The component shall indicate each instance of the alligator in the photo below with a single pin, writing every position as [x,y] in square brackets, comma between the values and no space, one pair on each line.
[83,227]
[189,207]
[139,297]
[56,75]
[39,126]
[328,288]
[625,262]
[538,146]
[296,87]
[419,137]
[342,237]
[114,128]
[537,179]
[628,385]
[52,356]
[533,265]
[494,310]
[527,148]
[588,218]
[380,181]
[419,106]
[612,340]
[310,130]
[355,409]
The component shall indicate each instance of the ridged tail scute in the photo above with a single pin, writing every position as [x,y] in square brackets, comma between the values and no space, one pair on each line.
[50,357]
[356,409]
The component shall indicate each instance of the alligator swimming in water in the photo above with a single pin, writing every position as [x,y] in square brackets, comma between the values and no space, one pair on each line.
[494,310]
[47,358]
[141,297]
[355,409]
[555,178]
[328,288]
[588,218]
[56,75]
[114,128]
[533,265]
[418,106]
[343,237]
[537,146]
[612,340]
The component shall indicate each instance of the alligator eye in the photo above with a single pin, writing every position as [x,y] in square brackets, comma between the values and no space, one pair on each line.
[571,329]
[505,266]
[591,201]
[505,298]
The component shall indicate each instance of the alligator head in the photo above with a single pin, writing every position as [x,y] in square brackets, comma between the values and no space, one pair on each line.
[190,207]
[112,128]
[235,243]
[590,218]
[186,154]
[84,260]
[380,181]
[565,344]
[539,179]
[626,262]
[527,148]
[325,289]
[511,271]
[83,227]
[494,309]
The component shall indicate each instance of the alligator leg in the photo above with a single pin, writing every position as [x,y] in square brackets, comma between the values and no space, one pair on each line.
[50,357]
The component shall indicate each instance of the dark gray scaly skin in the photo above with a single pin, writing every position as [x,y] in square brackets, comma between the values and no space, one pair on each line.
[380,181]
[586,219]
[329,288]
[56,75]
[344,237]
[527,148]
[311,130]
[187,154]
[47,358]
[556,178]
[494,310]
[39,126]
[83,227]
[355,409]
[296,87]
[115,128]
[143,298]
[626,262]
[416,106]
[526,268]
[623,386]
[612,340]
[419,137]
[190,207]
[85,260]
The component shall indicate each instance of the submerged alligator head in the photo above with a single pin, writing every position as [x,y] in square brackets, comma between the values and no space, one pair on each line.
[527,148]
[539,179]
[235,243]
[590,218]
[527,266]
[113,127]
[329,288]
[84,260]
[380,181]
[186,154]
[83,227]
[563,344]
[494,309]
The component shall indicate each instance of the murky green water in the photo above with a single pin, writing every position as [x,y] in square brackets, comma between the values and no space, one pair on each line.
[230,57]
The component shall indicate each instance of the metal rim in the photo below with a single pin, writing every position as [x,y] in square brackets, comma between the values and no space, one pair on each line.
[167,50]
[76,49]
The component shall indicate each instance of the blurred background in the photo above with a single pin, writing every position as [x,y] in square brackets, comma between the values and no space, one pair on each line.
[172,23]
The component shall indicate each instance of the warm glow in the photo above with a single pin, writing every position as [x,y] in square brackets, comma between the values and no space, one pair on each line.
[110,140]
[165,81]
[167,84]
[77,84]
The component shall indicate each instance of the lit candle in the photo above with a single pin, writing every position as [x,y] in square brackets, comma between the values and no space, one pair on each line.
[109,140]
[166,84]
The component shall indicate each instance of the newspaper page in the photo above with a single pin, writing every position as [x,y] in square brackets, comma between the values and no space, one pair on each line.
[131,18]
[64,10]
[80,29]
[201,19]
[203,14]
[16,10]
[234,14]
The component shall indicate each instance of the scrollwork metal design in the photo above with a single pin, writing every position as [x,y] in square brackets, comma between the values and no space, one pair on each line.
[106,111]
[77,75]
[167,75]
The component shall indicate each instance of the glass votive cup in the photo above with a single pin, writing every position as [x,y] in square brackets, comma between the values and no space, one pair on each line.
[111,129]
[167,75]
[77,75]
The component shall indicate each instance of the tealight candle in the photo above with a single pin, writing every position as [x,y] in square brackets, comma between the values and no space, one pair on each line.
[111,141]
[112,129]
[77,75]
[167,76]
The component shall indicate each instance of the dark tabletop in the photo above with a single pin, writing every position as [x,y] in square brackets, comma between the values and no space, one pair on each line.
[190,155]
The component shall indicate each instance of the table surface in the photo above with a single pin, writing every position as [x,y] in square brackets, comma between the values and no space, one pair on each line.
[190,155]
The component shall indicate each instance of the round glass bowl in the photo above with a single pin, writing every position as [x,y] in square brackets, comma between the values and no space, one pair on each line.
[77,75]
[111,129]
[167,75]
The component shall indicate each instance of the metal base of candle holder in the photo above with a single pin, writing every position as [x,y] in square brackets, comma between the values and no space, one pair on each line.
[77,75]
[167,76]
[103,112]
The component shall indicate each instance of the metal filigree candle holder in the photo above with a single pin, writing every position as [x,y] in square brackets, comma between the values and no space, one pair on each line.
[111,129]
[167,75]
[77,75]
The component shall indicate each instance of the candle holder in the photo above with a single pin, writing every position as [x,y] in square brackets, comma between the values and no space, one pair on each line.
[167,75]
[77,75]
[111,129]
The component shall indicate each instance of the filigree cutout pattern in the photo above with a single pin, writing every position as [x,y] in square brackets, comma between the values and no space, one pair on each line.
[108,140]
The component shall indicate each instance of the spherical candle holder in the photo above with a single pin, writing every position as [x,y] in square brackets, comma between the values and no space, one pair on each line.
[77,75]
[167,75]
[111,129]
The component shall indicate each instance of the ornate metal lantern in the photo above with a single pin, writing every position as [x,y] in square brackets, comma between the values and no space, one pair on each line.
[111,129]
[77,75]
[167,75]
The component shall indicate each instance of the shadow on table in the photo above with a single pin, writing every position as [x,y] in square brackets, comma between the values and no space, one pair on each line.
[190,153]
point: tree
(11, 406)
+-------+
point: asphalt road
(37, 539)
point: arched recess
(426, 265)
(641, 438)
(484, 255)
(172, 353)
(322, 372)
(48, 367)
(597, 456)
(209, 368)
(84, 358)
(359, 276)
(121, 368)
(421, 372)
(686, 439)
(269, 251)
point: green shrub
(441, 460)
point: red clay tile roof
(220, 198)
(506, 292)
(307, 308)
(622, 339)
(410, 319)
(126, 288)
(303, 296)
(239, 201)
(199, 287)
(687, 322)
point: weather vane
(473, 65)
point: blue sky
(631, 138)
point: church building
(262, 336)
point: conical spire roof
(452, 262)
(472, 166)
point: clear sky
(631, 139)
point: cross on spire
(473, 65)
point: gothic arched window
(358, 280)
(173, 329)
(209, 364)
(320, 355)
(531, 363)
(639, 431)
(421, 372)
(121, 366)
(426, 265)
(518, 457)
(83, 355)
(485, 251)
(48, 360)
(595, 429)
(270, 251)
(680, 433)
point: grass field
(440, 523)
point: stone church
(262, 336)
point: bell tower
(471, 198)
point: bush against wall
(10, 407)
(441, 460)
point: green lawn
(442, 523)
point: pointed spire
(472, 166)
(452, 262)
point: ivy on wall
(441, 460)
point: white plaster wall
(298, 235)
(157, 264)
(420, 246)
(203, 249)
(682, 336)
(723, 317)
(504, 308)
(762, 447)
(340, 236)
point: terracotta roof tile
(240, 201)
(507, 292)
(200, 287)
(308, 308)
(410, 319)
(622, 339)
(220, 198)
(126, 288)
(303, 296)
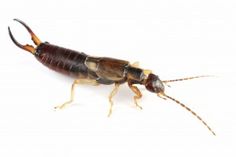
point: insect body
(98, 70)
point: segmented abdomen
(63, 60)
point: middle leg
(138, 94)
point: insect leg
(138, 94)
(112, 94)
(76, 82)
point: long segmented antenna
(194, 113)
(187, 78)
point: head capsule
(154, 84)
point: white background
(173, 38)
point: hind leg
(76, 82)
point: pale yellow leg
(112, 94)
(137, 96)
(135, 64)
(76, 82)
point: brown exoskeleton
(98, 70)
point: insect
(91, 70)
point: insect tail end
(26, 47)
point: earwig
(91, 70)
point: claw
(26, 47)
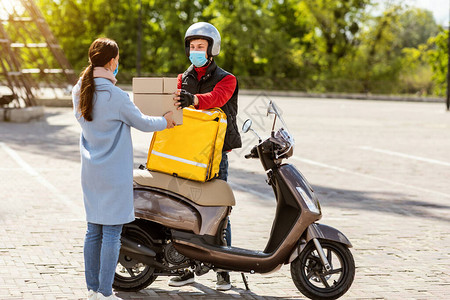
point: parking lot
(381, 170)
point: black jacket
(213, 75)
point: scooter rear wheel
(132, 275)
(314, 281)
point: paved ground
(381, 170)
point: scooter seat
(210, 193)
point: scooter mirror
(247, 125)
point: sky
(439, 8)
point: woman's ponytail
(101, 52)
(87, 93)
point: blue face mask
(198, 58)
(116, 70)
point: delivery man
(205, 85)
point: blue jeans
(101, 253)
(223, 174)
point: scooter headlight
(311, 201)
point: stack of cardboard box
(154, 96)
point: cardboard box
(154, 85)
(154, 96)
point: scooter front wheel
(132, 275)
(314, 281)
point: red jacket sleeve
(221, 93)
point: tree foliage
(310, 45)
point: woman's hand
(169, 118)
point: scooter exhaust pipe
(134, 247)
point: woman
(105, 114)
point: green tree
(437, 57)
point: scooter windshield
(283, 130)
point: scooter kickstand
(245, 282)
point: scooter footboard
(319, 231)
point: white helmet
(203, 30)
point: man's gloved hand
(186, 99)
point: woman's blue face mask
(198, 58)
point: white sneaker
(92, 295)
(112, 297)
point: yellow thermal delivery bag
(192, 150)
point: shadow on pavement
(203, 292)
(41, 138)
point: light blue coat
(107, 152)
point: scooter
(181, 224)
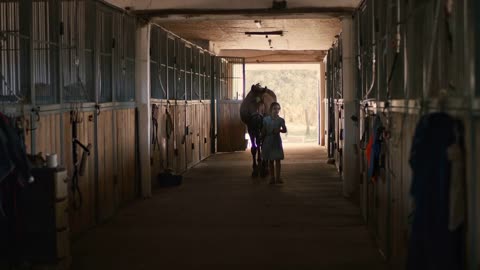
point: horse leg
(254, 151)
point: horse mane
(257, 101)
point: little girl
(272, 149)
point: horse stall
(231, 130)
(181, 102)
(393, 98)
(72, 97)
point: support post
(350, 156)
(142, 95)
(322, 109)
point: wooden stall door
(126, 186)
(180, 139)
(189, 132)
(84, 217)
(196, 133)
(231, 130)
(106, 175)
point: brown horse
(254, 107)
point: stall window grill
+-------+
■ What the exercise asks
There is a run of lines above from the one with "point: horse stall" to the one with "point: stall window grill"; print exactly that run, both ends included, and nothing else.

■ Exercise answer
point: horse stall
(231, 130)
(181, 102)
(393, 98)
(72, 97)
point: support post
(350, 156)
(142, 95)
(322, 109)
point: wooden stall door
(126, 186)
(180, 139)
(189, 132)
(84, 217)
(196, 133)
(231, 130)
(106, 175)
point: brown horse
(254, 107)
point: stall window grill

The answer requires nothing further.